# [PROMPT]
Can you convert all of the data below into a JSON list of strings, one string per line with blank lines omitted? Leave the pictures out of the answer.

# [EXTRACTED MATERIAL]

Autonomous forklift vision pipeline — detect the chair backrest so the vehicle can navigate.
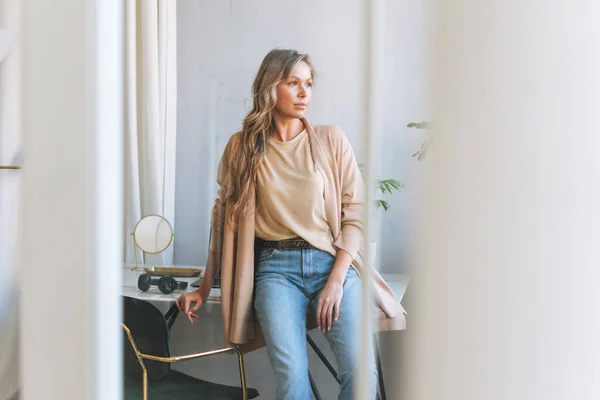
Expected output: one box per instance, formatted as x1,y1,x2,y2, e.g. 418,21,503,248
123,297,171,382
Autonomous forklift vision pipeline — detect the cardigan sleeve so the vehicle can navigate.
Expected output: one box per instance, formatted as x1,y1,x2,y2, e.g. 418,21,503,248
210,139,232,254
334,128,365,259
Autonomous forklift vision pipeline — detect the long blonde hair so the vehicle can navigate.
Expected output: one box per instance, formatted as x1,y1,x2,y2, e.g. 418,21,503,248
223,49,315,229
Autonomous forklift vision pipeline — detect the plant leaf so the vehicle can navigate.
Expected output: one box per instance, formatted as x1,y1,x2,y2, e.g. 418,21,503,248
406,121,431,129
375,200,390,211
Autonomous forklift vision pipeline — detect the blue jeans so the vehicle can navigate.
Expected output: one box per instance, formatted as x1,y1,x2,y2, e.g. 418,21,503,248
254,249,377,400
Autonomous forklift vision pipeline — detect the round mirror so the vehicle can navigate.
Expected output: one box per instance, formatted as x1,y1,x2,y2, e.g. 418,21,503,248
133,214,173,254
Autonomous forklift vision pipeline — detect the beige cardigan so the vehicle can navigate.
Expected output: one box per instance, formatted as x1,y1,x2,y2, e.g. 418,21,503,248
207,119,406,351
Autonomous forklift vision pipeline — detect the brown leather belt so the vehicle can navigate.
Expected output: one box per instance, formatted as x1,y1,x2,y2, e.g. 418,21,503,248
262,238,313,250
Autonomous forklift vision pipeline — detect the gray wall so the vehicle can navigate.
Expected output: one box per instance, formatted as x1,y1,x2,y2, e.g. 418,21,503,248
175,0,425,272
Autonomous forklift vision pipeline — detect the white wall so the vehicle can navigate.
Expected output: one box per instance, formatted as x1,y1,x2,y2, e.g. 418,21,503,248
19,0,123,400
175,0,426,272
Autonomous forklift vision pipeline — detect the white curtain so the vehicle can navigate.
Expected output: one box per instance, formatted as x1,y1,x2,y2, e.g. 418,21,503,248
0,0,21,400
124,0,177,265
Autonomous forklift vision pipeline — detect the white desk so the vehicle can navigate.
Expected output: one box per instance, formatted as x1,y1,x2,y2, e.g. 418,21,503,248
121,266,410,304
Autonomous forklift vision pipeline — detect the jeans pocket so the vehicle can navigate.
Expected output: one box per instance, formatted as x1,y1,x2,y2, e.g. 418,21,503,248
258,248,277,263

# [SOLUTION TO THIS PROBLEM]
[
  "Autonomous forklift vision pipeline — detect the chair backrest so the vehicle can navigate.",
  "Expected output: one box per instance, formatted as x1,y1,x2,y2, e.g. 418,21,503,248",
  "123,297,171,382",
  "Autonomous forklift vision pipeline — detect the cardigan sleeve so the vehicle can navigate.",
  "Expected output: one box per instance, formatted as x1,y1,x2,y2, e.g. 418,21,503,248",
  "210,139,232,254",
  "334,128,365,259",
  "Autonomous forklift vision pipeline — detect the long blonde hair so the vehicle can navigate.",
  "Expected output: one box per instance, formatted as x1,y1,x2,y2, e.g. 418,21,503,248",
  "223,49,315,229",
  "Autonomous forklift vision pipeline — detect the plant leaf so the vehicle can navigate.",
  "Expected output: one box per instance, formatted as x1,y1,x2,y2, e.g. 418,21,503,248",
  "406,121,431,129",
  "375,200,390,211",
  "Autonomous forklift vision pipeline — detect the blue jeans so the vehicle can navigate.",
  "Expected output: one box per instance, formatted as x1,y1,x2,y2, e.g. 418,21,503,248",
  "254,249,377,400",
  "Autonomous forklift vision pipeline — detect the round mirror so the vehicle can navigate.",
  "Expected output: one box per instance, formatted as x1,y1,x2,y2, e.g. 418,21,503,248",
  "133,214,173,254",
  "Autonomous forklift vision pipeline — detect the beige cardigan so the vehicle can navigate.",
  "Expected output: one box per instance, formatted as x1,y1,x2,y2, e.g. 418,21,503,248",
  "207,119,406,351",
  "Autonomous forklift vision pipeline — detect the brown leather belt so the vehicle can navigate.",
  "Expected output: one box per instance, formatted as x1,y1,x2,y2, e.g. 418,21,503,248",
  "262,238,313,250",
  "Autonomous forklift vision pipeline — detect the gray wall so the vehicle can navigate.",
  "Expected output: one box per instance, formatted as x1,y1,x2,y2, e.g. 418,21,503,248",
  "175,0,425,272",
  "Autonomous forklift vision pipeline — detect the white wall so the vehicle can navigate.",
  "Expected output: one box per instance, formatted as x1,y1,x2,y2, e.g. 418,21,503,248",
  "19,0,123,400",
  "175,0,426,272",
  "Autonomous forklift vision pipeline — detect the white curtain so the vehicle can navigate.",
  "Expected output: one box per instance, formatted as x1,y1,x2,y2, e.g. 418,21,503,248",
  "0,0,21,400",
  "124,0,177,265",
  "Autonomous forklift vision pipeline — detect the white desk so the vehicle can navigate.",
  "Expected output: one box per instance, formatted as x1,y1,x2,y2, e.g. 418,21,503,248",
  "121,266,410,304",
  "Autonomous forklift vision pipeline — detect the jeans pocket so the vehicle can navigate.",
  "Expected output: one box per instance, formatted as x1,y1,x2,y2, e.g. 418,21,503,248",
  "258,248,277,263"
]